— START OF EXERCISE INPUT —
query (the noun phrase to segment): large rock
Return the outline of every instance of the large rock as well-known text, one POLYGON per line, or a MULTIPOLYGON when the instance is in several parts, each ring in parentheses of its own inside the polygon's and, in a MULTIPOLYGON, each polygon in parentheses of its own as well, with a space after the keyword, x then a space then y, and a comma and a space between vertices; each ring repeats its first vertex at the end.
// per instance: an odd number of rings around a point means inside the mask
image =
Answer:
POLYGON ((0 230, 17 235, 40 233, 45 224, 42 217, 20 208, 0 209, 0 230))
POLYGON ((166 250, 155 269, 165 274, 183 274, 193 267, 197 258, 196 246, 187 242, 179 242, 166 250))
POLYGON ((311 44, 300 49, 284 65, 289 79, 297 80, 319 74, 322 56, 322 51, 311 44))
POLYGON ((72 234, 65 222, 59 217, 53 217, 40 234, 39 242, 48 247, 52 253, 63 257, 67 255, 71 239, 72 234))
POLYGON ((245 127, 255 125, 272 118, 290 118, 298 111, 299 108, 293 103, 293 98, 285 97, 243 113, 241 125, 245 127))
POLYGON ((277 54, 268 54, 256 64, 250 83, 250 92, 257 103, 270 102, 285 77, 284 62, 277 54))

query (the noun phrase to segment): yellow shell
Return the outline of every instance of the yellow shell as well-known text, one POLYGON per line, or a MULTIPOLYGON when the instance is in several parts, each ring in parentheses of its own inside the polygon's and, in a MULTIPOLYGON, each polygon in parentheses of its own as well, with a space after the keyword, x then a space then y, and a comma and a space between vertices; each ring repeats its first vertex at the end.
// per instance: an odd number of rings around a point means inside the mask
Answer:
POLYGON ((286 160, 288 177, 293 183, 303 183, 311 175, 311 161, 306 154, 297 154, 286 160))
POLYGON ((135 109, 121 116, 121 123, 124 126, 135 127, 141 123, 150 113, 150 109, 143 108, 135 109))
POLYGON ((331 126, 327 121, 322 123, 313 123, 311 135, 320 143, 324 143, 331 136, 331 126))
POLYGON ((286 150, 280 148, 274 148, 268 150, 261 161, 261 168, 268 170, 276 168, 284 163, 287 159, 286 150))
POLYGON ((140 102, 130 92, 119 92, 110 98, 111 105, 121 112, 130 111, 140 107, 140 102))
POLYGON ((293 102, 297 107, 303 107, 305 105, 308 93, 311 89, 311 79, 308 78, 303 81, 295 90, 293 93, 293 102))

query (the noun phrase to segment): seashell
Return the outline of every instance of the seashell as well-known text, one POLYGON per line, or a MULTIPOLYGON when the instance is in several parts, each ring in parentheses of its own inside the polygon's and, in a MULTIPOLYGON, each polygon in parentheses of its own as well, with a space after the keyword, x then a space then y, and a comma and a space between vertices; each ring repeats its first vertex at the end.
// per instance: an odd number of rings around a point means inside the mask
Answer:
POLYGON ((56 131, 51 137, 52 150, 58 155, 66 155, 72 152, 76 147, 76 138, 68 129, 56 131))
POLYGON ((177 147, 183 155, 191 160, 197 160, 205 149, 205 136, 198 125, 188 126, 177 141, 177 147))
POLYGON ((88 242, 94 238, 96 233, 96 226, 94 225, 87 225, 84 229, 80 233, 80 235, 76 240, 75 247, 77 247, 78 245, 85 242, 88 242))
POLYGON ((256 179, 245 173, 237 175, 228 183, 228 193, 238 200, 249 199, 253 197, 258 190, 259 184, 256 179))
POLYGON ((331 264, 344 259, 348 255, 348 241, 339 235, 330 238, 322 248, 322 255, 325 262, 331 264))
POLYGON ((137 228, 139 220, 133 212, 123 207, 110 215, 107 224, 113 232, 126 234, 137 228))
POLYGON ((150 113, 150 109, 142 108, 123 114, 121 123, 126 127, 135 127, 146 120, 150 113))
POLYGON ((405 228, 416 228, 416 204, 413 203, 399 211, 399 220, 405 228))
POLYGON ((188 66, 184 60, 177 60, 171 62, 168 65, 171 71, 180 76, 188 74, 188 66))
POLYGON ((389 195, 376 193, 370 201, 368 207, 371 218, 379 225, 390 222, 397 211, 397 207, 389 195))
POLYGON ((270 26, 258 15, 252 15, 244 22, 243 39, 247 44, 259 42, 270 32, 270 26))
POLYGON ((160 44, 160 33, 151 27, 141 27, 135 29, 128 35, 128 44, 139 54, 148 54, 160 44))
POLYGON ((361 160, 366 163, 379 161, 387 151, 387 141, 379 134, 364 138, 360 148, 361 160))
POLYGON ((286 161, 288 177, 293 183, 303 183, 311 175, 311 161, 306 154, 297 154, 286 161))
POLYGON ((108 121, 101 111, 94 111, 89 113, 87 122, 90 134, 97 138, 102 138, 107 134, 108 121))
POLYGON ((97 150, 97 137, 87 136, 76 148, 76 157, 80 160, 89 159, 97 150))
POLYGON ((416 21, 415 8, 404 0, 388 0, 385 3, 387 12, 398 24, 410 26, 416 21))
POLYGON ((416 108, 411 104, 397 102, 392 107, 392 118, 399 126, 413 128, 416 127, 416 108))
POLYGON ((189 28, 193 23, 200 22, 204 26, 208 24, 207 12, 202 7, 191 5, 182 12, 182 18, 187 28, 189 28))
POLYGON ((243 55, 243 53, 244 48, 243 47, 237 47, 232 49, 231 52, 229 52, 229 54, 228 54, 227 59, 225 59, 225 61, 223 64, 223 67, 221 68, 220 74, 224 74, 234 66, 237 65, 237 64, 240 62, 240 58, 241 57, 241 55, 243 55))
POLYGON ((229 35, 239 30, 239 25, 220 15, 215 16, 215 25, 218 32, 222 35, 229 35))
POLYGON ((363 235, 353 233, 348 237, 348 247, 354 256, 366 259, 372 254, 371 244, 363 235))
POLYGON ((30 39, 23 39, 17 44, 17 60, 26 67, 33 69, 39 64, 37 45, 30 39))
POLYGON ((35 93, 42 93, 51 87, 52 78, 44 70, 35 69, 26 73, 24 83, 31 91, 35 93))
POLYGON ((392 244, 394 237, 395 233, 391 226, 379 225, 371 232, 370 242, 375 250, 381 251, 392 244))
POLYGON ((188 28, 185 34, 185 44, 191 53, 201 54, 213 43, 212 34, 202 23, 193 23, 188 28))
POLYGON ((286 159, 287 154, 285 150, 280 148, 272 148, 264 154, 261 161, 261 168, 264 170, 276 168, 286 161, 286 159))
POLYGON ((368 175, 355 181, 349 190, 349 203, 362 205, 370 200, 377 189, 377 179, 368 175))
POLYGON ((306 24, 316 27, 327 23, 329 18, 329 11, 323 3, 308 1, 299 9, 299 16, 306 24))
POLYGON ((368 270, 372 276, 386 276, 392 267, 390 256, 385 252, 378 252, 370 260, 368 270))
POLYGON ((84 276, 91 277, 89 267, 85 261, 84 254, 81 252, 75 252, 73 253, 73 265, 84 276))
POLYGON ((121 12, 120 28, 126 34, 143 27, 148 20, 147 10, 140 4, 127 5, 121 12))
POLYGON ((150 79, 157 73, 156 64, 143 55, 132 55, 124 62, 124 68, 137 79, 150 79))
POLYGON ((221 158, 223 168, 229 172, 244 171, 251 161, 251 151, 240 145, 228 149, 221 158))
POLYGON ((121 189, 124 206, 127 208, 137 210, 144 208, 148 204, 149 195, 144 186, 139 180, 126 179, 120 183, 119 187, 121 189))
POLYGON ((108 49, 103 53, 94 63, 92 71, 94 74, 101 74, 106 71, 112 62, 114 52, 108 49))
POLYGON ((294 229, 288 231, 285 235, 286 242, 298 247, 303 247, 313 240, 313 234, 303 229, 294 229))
— END OF EXERCISE INPUT —
WHAT YOU WILL DO>
Write out the entire listing above word for word, keeping every line in its original order.

THE COMPLETED TASK>
query (the noun phrase to segment): large rock
Return the outline of every instance of the large rock as well-known text, one POLYGON per line, or a MULTIPOLYGON when the instance is in several parts, each ring in parentheses of its own inside the polygon's and, in a MULTIPOLYGON, each polygon in parentheses of its own as well, with a space after the keyword, x then a space then y, and a comma and a space between vertices; each ring repeats its first vertex at the end.
// per instance: an odd number of rings around a point means inside the mask
image =
Answer:
POLYGON ((0 230, 17 235, 40 233, 45 224, 42 217, 20 208, 0 209, 0 230))
POLYGON ((166 250, 155 269, 165 274, 183 274, 193 267, 197 258, 196 246, 187 242, 179 242, 166 250))
POLYGON ((311 44, 300 49, 284 65, 289 79, 297 80, 319 74, 322 56, 322 51, 311 44))
POLYGON ((72 234, 65 222, 59 217, 53 217, 40 234, 39 242, 48 247, 52 253, 63 257, 67 255, 71 239, 72 234))
POLYGON ((245 127, 255 125, 272 118, 290 118, 298 111, 299 108, 293 103, 293 98, 285 97, 243 113, 241 125, 245 127))
POLYGON ((277 54, 268 54, 256 64, 250 83, 250 92, 257 103, 270 102, 285 77, 284 62, 277 54))

query (the noun phrase to segment): yellow shell
Return the outline of every instance of the yellow shell as well-known text, one POLYGON per line, or a MULTIPOLYGON when the instance is in several parts, each ring in parentheses of its own inside the polygon's and, in a MULTIPOLYGON, each polygon in parentheses of its own as well, with a space after the keyword, x then a space then y, and a comma and a space between vertices; each ring repeats its first vertex at the end.
// per instance: an odd number of rings around a point means inside the mask
Answer:
POLYGON ((286 160, 288 177, 293 183, 303 183, 311 175, 311 161, 306 154, 297 154, 286 160))
POLYGON ((135 109, 121 116, 121 123, 124 126, 135 127, 141 123, 150 113, 150 109, 143 108, 135 109))
POLYGON ((331 126, 327 121, 322 123, 313 123, 311 135, 320 143, 324 143, 331 136, 331 126))
POLYGON ((286 150, 280 148, 274 148, 268 150, 261 161, 261 168, 268 170, 276 168, 284 163, 287 159, 286 150))
POLYGON ((140 102, 130 92, 119 92, 110 98, 111 105, 121 112, 130 111, 140 107, 140 102))
POLYGON ((293 102, 297 107, 303 107, 305 105, 308 93, 311 89, 311 79, 308 78, 303 81, 295 90, 293 93, 293 102))

query (the noun phrase to segment): seashell
Return the outline of every instance of the seashell as well-known text, one POLYGON per line, or a MULTIPOLYGON when the instance is in several parts, each ring in parentheses of its own inside the polygon's and, in a MULTIPOLYGON, each polygon in parentheses of its own as well, with a space after the keyword, x then a space then y, and a comma and a space between vertices; each ring repeats its first vertex at the end.
// per instance: an odd number of rings around a point means inside the mask
Answer:
POLYGON ((56 131, 51 137, 52 150, 58 155, 66 155, 72 152, 76 147, 76 138, 68 129, 56 131))
POLYGON ((177 147, 183 155, 191 160, 197 160, 205 149, 205 136, 198 125, 188 126, 177 141, 177 147))
POLYGON ((88 242, 94 238, 96 233, 96 226, 94 225, 87 225, 84 229, 80 233, 80 235, 76 240, 75 247, 77 247, 78 245, 85 242, 88 242))
POLYGON ((256 179, 245 173, 237 175, 228 183, 228 193, 238 200, 249 199, 253 197, 258 190, 259 184, 256 179))
POLYGON ((331 264, 344 259, 348 255, 348 241, 339 235, 330 238, 322 248, 322 255, 325 262, 331 264))
POLYGON ((137 228, 139 220, 133 212, 123 207, 110 215, 107 224, 113 232, 126 234, 137 228))
POLYGON ((150 113, 150 109, 142 108, 123 114, 121 123, 126 127, 135 127, 146 120, 150 113))
POLYGON ((405 228, 416 228, 416 204, 413 203, 399 211, 399 220, 405 228))
POLYGON ((188 66, 184 60, 177 60, 171 62, 168 65, 171 71, 180 76, 188 74, 188 66))
POLYGON ((389 195, 376 193, 370 201, 368 207, 371 218, 379 225, 390 222, 397 211, 397 207, 389 195))
POLYGON ((270 26, 258 15, 252 15, 244 22, 243 39, 247 44, 259 42, 270 32, 270 26))
POLYGON ((160 44, 160 33, 151 27, 141 27, 135 29, 128 35, 128 44, 139 54, 148 54, 160 44))
POLYGON ((361 160, 366 163, 379 161, 387 151, 387 141, 379 134, 364 138, 360 148, 361 160))
POLYGON ((286 161, 288 177, 293 183, 303 183, 311 175, 311 161, 306 154, 297 154, 286 161))
POLYGON ((108 121, 101 111, 94 111, 89 113, 87 122, 90 134, 97 138, 102 138, 107 134, 108 121))
POLYGON ((97 150, 97 137, 87 136, 76 148, 76 157, 80 160, 89 159, 97 150))
POLYGON ((416 21, 415 8, 404 0, 388 0, 385 3, 387 12, 398 24, 410 26, 416 21))
POLYGON ((416 108, 411 104, 397 102, 392 107, 392 118, 399 126, 413 128, 416 127, 416 108))
POLYGON ((189 28, 193 23, 200 22, 204 26, 208 24, 207 12, 202 7, 191 5, 182 12, 182 18, 187 28, 189 28))
POLYGON ((243 55, 243 53, 244 48, 243 47, 237 47, 232 49, 231 52, 229 52, 229 54, 228 54, 227 59, 225 59, 225 61, 223 64, 223 67, 221 68, 220 74, 224 74, 234 66, 237 65, 237 64, 240 62, 240 58, 241 57, 241 55, 243 55))
POLYGON ((229 35, 239 30, 239 25, 220 15, 215 16, 215 25, 218 32, 222 35, 229 35))
POLYGON ((363 235, 353 233, 348 237, 348 247, 354 256, 366 259, 372 254, 371 244, 363 235))
POLYGON ((30 39, 23 39, 17 44, 17 60, 26 67, 33 69, 39 64, 37 45, 30 39))
POLYGON ((35 93, 42 93, 51 87, 52 78, 44 70, 35 69, 26 73, 24 83, 31 91, 35 93))
POLYGON ((392 244, 394 237, 395 233, 391 226, 379 225, 371 232, 370 242, 375 250, 381 251, 392 244))
POLYGON ((188 28, 185 34, 185 44, 191 53, 201 54, 213 43, 212 34, 202 23, 193 23, 188 28))
POLYGON ((286 159, 287 154, 285 150, 280 148, 272 148, 264 154, 261 161, 261 168, 264 170, 276 168, 286 161, 286 159))
POLYGON ((368 175, 355 181, 349 190, 349 203, 362 205, 370 200, 377 189, 377 179, 368 175))
POLYGON ((306 24, 316 27, 327 23, 329 18, 329 11, 323 3, 308 1, 299 9, 299 16, 306 24))
POLYGON ((368 270, 372 276, 386 276, 392 267, 390 256, 385 252, 378 252, 370 260, 368 270))
POLYGON ((84 276, 91 277, 89 267, 85 261, 84 254, 81 252, 75 252, 73 253, 73 265, 84 276))
POLYGON ((121 12, 120 28, 126 34, 143 27, 148 20, 147 10, 140 4, 127 5, 121 12))
POLYGON ((150 79, 157 73, 156 64, 143 55, 132 55, 124 62, 124 68, 137 79, 150 79))
POLYGON ((221 158, 223 168, 229 172, 244 171, 251 161, 251 151, 240 145, 228 149, 221 158))
POLYGON ((121 189, 124 206, 127 208, 137 210, 144 208, 148 204, 149 195, 144 186, 139 180, 126 179, 120 183, 119 187, 121 189))
POLYGON ((108 49, 103 53, 94 63, 92 71, 94 74, 101 74, 106 71, 112 62, 114 52, 108 49))
POLYGON ((294 229, 288 231, 285 235, 286 242, 298 247, 303 247, 313 240, 313 234, 303 229, 294 229))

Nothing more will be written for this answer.